> Set task a
Please pull out each line of the rows below that contains the string "ledge".

> Source
1. A method for operating a shared memory of a multiprocessor system, the multiprocessor system including a set of processor cores and a corresponding set of core local caches, and a set of input/output (I/O) devices and a corresponding set of I/O device local caches, the shared memory being shared between the set of processor cores and the set of I/O devices, the set of processor cores including at least one processor core and the set of I/O devices including at least one I/O device, the method comprising:
updating data stored in a core local cache of the set of core local caches by an associated processor core of the set of processor cores;
transmitting the data stored in the core local cache to the shared memory after being updated by the processor core;
flagging data stored in an I/O device local cache of the set of I/O device local caches as invalid by the processor core, subsequent to the transmission of the data stored in the core local cache to the shared memory;
accessing the I/O device local cache by an associated I/O device of the set of I/O devices;
determining a validity of the data stored in the I/O device local cache by the I/O device;
reading the data stored in the I/O device local cache when the data is determined to be valid; and
accessing data stored in the shared memory when the data stored in the I/O device local cache is determined to be invalid, wherein the data stored in the shared memory is accessed by the I/O device.
2. The method of claim 1, further comprising locking the core local cache by the processor core when the core local cache is updated by the processor core.
3. The method of claim 2, wherein accessing the data stored in the shared memory further comprises:
transmitting the data stored in the shared memory to the I/O device local cache; and
reading the data transmitted from the shared memory to the I/O device local cache, by the I/O device.
4. The method of claim 3, wherein the multiprocessor system operates in accordance with a set of cache coherence protocols associated with CoreNet™ coherence fabric.
5. The method of claim 1, wherein the set of I/O devices includes at least one of an input/output memory management unit (IOMMU), a pattern matching engine, and a frame classification hardware.

> Data for this task
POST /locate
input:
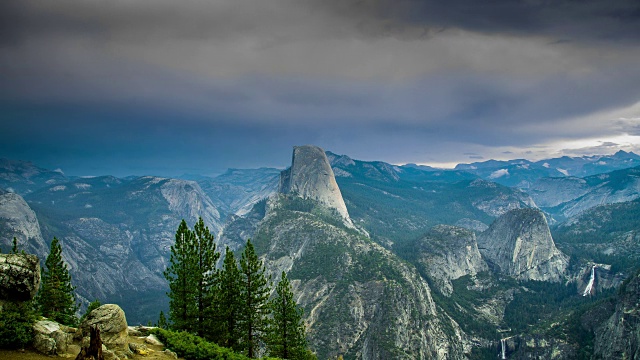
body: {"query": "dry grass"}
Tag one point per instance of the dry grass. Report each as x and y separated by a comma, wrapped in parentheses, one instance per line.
(156, 353)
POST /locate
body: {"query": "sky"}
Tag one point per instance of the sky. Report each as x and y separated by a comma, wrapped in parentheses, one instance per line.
(167, 87)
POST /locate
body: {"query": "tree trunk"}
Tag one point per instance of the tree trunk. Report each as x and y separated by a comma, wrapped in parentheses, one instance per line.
(94, 350)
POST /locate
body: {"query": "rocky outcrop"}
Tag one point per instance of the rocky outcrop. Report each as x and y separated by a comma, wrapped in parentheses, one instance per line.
(495, 203)
(619, 336)
(188, 199)
(24, 177)
(519, 244)
(236, 191)
(359, 299)
(112, 323)
(19, 277)
(18, 220)
(111, 228)
(311, 177)
(448, 253)
(52, 338)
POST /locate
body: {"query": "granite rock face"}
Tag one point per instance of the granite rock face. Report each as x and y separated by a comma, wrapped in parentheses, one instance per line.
(18, 220)
(619, 337)
(448, 253)
(360, 300)
(311, 177)
(519, 244)
(19, 277)
(52, 338)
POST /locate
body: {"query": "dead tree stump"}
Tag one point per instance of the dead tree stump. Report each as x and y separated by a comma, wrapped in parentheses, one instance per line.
(94, 350)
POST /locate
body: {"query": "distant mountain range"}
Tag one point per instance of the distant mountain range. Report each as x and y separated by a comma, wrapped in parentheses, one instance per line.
(523, 173)
(388, 261)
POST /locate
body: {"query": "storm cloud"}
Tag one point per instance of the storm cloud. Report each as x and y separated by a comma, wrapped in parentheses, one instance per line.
(204, 85)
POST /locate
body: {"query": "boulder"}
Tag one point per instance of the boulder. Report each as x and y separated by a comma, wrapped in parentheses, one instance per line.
(112, 323)
(52, 338)
(19, 277)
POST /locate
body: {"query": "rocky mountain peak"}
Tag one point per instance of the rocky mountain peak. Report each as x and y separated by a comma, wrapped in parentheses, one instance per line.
(311, 177)
(519, 244)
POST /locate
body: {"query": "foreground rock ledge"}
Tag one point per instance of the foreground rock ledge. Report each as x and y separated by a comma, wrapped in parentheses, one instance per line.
(19, 277)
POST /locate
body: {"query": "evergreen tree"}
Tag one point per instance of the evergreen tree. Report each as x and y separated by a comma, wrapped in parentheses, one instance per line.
(181, 275)
(56, 299)
(191, 276)
(227, 305)
(14, 247)
(254, 293)
(162, 321)
(285, 336)
(16, 324)
(205, 273)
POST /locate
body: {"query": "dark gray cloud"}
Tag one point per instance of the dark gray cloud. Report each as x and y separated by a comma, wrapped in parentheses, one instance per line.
(400, 81)
(564, 20)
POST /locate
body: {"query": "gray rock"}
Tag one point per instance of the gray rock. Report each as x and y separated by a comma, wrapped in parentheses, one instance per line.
(619, 336)
(359, 299)
(109, 355)
(52, 338)
(19, 277)
(18, 220)
(153, 340)
(448, 253)
(112, 323)
(519, 244)
(311, 177)
(170, 353)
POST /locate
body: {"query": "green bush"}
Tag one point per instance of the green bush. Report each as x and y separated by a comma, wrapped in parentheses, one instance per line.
(193, 347)
(16, 325)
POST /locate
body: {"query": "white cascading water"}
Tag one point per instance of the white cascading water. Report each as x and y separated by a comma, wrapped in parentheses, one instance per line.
(589, 288)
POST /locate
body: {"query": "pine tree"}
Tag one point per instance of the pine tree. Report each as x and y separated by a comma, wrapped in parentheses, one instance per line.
(191, 276)
(181, 275)
(205, 273)
(56, 299)
(227, 305)
(14, 247)
(162, 321)
(254, 292)
(285, 336)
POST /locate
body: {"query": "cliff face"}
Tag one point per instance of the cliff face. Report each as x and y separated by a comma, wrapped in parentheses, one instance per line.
(116, 234)
(519, 244)
(448, 253)
(311, 177)
(619, 337)
(18, 220)
(360, 300)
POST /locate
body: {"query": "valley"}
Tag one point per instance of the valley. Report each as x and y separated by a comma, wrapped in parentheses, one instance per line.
(511, 259)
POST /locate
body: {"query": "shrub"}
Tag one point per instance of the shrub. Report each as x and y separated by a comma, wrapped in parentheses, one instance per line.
(16, 325)
(193, 347)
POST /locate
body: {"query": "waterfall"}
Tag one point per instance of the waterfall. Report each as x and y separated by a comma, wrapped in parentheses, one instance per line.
(589, 288)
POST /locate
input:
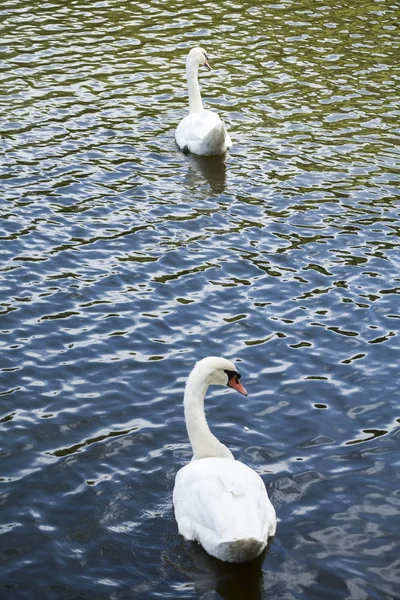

> Set task b
Which three kinds of I/O device does claim 5 of the claims above list?

> Exercise answer a
body: {"query": "foreground rock ledge"}
Tag one point per instance of the foreground rock ledge. Report each as x and y separated by a comma, wrapped in parentheses, one instance per line.

> Exercise answer b
An input/output memory management unit (IOMMU), a pattern matching engine, and a frame classification hardware.